ASSIGNMENT:
Give back all the data below exactly as it is shown.

[Stored data]
______________________________

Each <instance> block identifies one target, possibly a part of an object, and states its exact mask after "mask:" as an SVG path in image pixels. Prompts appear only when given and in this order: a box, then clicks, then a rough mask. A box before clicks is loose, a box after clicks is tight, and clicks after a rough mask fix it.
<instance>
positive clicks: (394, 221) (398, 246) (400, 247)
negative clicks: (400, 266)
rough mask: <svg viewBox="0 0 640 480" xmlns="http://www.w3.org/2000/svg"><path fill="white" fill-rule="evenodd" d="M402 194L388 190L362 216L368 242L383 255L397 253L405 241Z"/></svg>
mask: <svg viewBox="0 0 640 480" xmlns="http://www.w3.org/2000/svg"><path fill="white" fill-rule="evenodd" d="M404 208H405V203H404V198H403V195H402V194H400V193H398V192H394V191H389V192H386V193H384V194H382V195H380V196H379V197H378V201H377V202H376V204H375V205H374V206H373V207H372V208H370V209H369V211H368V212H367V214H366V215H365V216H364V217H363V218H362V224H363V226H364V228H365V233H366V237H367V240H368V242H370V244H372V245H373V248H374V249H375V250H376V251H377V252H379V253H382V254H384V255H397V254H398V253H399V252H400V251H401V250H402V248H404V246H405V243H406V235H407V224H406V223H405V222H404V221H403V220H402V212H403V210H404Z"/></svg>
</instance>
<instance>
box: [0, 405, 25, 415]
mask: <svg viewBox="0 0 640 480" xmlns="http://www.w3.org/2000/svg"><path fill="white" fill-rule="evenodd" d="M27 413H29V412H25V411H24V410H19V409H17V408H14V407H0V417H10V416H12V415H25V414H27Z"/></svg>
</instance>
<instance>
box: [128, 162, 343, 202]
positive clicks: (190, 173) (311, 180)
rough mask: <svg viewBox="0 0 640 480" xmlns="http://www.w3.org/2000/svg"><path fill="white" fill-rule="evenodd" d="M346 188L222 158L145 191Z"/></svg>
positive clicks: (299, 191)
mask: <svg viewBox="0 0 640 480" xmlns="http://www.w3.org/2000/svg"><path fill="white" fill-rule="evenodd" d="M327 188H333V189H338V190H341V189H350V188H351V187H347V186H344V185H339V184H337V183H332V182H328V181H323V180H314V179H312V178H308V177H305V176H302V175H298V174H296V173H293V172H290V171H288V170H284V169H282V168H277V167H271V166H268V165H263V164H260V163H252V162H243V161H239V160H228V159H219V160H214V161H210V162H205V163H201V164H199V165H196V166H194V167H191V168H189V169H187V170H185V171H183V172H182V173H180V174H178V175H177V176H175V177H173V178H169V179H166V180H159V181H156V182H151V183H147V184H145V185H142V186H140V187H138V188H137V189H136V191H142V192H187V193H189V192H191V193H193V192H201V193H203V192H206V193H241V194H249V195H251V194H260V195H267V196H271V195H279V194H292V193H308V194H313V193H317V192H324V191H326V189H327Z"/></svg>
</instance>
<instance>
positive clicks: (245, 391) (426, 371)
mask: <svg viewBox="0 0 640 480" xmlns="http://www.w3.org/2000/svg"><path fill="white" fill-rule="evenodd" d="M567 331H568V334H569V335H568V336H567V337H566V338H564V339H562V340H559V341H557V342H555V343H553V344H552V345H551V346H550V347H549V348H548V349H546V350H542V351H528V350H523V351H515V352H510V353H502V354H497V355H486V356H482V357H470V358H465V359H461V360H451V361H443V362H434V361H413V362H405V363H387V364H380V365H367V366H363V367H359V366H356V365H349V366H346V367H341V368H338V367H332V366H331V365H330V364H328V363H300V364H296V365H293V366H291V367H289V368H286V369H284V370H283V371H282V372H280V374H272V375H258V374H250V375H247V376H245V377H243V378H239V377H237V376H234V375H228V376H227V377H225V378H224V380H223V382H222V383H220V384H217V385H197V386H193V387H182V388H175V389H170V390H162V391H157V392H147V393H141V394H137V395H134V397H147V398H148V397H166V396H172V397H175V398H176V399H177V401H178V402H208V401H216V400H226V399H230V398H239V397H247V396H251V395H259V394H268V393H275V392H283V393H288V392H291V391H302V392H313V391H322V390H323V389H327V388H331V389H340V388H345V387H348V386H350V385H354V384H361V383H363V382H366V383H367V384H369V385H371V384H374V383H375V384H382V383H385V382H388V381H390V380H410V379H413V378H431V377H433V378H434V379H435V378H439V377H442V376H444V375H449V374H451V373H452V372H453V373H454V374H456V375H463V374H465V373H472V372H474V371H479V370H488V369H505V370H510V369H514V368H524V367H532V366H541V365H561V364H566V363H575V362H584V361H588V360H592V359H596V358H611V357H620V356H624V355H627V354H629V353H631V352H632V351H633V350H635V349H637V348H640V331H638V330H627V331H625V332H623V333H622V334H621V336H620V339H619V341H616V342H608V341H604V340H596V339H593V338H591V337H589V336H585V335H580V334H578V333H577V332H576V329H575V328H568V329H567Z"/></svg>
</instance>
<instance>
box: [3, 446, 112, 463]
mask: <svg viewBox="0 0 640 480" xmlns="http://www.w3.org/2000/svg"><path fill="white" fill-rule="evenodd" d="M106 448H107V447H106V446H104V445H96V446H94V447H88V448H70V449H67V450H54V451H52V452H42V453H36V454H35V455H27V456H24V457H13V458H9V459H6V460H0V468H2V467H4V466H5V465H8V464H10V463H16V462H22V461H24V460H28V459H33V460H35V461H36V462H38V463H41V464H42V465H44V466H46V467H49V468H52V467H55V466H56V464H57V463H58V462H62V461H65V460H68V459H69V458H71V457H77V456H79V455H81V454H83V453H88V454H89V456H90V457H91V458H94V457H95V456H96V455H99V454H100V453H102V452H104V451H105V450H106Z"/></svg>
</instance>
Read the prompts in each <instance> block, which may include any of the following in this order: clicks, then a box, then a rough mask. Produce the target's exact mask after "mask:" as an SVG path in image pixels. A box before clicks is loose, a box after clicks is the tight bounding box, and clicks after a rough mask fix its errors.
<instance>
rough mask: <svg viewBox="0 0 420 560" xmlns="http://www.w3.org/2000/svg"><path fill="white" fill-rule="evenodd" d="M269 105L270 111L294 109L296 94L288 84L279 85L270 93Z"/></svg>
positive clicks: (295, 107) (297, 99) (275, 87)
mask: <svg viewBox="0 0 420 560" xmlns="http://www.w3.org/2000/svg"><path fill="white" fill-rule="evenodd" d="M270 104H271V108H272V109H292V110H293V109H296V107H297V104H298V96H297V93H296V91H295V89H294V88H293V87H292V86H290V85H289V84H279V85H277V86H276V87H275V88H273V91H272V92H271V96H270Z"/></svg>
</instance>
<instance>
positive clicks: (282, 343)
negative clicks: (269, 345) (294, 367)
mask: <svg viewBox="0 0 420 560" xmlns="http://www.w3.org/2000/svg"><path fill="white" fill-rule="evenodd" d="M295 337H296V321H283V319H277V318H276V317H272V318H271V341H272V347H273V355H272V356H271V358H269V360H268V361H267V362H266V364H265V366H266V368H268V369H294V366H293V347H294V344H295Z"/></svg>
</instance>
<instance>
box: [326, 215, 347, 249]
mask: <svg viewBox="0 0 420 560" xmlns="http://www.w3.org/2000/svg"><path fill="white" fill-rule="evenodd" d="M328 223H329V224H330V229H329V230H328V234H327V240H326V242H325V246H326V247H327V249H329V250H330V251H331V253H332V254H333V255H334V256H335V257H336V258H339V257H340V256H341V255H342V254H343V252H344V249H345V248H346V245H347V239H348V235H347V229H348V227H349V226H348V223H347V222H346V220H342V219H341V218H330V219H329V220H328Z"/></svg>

______________________________

RESULT:
Each <instance> block identifies one target, possibly a part of an object, and states its exact mask after "mask:" as an SVG path in image pixels. Prompts appear only when given and in this order: a box, then clicks, then a rough mask. A box before clicks is loose, a box after clicks is tight, and clicks after a rough mask fix it.
<instance>
positive clicks: (394, 221) (398, 246) (400, 247)
negative clicks: (400, 266)
rough mask: <svg viewBox="0 0 640 480" xmlns="http://www.w3.org/2000/svg"><path fill="white" fill-rule="evenodd" d="M402 194L388 190L362 216L368 242L383 255L397 253L405 241Z"/></svg>
mask: <svg viewBox="0 0 640 480" xmlns="http://www.w3.org/2000/svg"><path fill="white" fill-rule="evenodd" d="M404 208H405V203H404V198H403V195H402V194H400V193H398V192H394V191H389V192H386V193H384V194H382V195H380V196H379V197H378V201H377V202H376V204H375V205H374V206H373V207H372V208H370V209H369V211H368V212H367V214H366V215H365V216H364V217H363V218H362V224H363V226H364V228H365V233H366V237H367V240H368V242H370V244H372V245H373V248H374V249H375V250H376V251H377V252H379V253H382V254H384V255H397V254H398V253H399V252H400V251H401V250H402V248H404V246H405V243H406V235H407V224H406V223H405V222H404V221H403V220H402V212H403V210H404Z"/></svg>
</instance>
<instance>
box: [0, 405, 25, 415]
mask: <svg viewBox="0 0 640 480" xmlns="http://www.w3.org/2000/svg"><path fill="white" fill-rule="evenodd" d="M27 413H29V412H25V411H24V410H19V409H17V408H14V407H0V417H10V416H12V415H25V414H27Z"/></svg>
</instance>
<instance>
box: [128, 162, 343, 202]
positive clicks: (190, 173) (311, 180)
rough mask: <svg viewBox="0 0 640 480" xmlns="http://www.w3.org/2000/svg"><path fill="white" fill-rule="evenodd" d="M346 188L222 158L145 191Z"/></svg>
positive clicks: (299, 191)
mask: <svg viewBox="0 0 640 480" xmlns="http://www.w3.org/2000/svg"><path fill="white" fill-rule="evenodd" d="M327 188H333V189H338V190H341V189H350V188H351V187H347V186H344V185H339V184H337V183H332V182H328V181H323V180H314V179H312V178H308V177H305V176H302V175H298V174H296V173H293V172H290V171H288V170H284V169H282V168H277V167H271V166H268V165H263V164H260V163H252V162H243V161H239V160H228V159H219V160H214V161H210V162H205V163H201V164H199V165H196V166H194V167H191V168H189V169H187V170H185V171H183V172H182V173H180V174H178V175H177V176H175V177H173V178H169V179H166V180H159V181H156V182H151V183H147V184H145V185H142V186H140V187H138V188H137V189H136V191H142V192H187V193H189V192H191V193H193V192H201V193H203V192H206V193H241V194H249V195H251V194H260V195H267V196H271V195H279V194H292V193H308V194H313V193H317V192H324V191H326V189H327Z"/></svg>
</instance>
<instance>
positive clicks: (245, 391) (426, 371)
mask: <svg viewBox="0 0 640 480" xmlns="http://www.w3.org/2000/svg"><path fill="white" fill-rule="evenodd" d="M567 331H568V334H569V335H568V336H567V337H566V338H564V339H562V340H559V341H557V342H555V343H553V344H552V345H551V346H550V347H549V348H548V349H546V350H542V351H528V350H523V351H515V352H510V353H502V354H497V355H486V356H482V357H470V358H465V359H461V360H451V361H443V362H434V361H413V362H405V363H387V364H380V365H367V366H363V367H359V366H356V365H349V366H346V367H341V368H338V367H332V366H331V365H330V364H328V363H300V364H296V365H293V366H291V367H289V368H286V369H284V370H283V371H282V372H280V374H272V375H258V374H250V375H247V376H245V377H243V378H239V377H237V376H234V375H228V376H227V377H225V378H224V380H223V382H222V383H220V384H217V385H197V386H193V387H182V388H175V389H170V390H162V391H157V392H147V393H141V394H137V395H134V397H147V398H148V397H166V396H172V397H175V398H176V399H177V401H178V402H208V401H216V400H226V399H230V398H239V397H247V396H251V395H259V394H268V393H275V392H283V393H288V392H291V391H302V392H313V391H322V390H323V389H327V388H331V389H340V388H345V387H348V386H350V385H354V384H361V383H363V382H366V383H367V384H369V385H371V384H374V383H375V384H382V383H385V382H388V381H390V380H410V379H413V378H431V377H433V378H434V379H435V378H439V377H442V376H444V375H449V374H451V373H452V372H453V373H454V374H456V375H463V374H465V373H472V372H474V371H479V370H488V369H505V370H510V369H514V368H524V367H532V366H541V365H561V364H566V363H575V362H584V361H588V360H592V359H596V358H611V357H620V356H624V355H627V354H629V353H631V352H632V351H633V350H635V349H637V348H640V331H638V330H627V331H625V332H623V333H622V334H621V336H620V339H619V341H616V342H608V341H604V340H596V339H593V338H591V337H589V336H585V335H580V334H578V333H577V332H576V329H575V328H568V329H567Z"/></svg>
</instance>
<instance>
box: [3, 446, 112, 463]
mask: <svg viewBox="0 0 640 480" xmlns="http://www.w3.org/2000/svg"><path fill="white" fill-rule="evenodd" d="M106 448H107V447H106V446H104V445H96V446H94V447H88V448H70V449H67V450H54V451H52V452H42V453H36V454H35V455H27V456H24V457H13V458H9V459H6V460H0V468H2V467H4V466H5V465H8V464H10V463H16V462H22V461H24V460H28V459H33V460H35V461H36V462H38V463H41V464H42V465H44V466H46V467H49V468H52V467H55V466H56V464H57V463H58V462H62V461H65V460H68V459H69V458H71V457H77V456H79V455H81V454H83V453H88V454H89V456H90V457H91V458H94V457H95V456H96V455H99V454H100V453H102V452H104V451H105V450H106Z"/></svg>
</instance>
Read the prompts in each <instance> block, which may include any of the following in this order: clicks, then a box, then a rough mask. Produce the target's exact mask after "mask:" as an SVG path in image pixels. A box before clicks is loose, a box after clicks is the tight bounding box, and clicks after a rough mask fix its errors.
<instance>
rough mask: <svg viewBox="0 0 420 560" xmlns="http://www.w3.org/2000/svg"><path fill="white" fill-rule="evenodd" d="M269 105L270 111L294 109L296 94L288 84L279 85L270 93Z"/></svg>
positive clicks: (295, 107) (297, 99) (275, 87)
mask: <svg viewBox="0 0 420 560" xmlns="http://www.w3.org/2000/svg"><path fill="white" fill-rule="evenodd" d="M270 104H271V108H272V109H292V110H293V109H296V107H297V104H298V96H297V93H296V91H295V89H294V88H293V87H292V86H290V85H289V84H279V85H277V86H276V87H275V88H273V91H272V92H271V96H270Z"/></svg>
</instance>
<instance>
positive clicks: (282, 343)
negative clicks: (269, 345) (294, 367)
mask: <svg viewBox="0 0 420 560" xmlns="http://www.w3.org/2000/svg"><path fill="white" fill-rule="evenodd" d="M295 337H296V321H283V319H277V318H276V317H272V318H271V341H272V347H273V355H272V356H271V358H269V360H268V361H267V362H266V364H265V366H266V368H268V369H294V366H293V347H294V344H295Z"/></svg>
</instance>
<instance>
box: [326, 215, 347, 249]
mask: <svg viewBox="0 0 420 560" xmlns="http://www.w3.org/2000/svg"><path fill="white" fill-rule="evenodd" d="M328 223H329V224H330V229H329V230H328V234H327V240H326V242H325V246H326V247H327V249H329V250H330V251H331V253H332V254H333V255H334V256H335V257H336V258H339V257H340V256H341V255H342V254H343V252H344V249H345V248H346V245H347V239H348V235H347V229H348V227H349V226H348V223H347V222H346V220H342V219H341V218H330V219H329V220H328Z"/></svg>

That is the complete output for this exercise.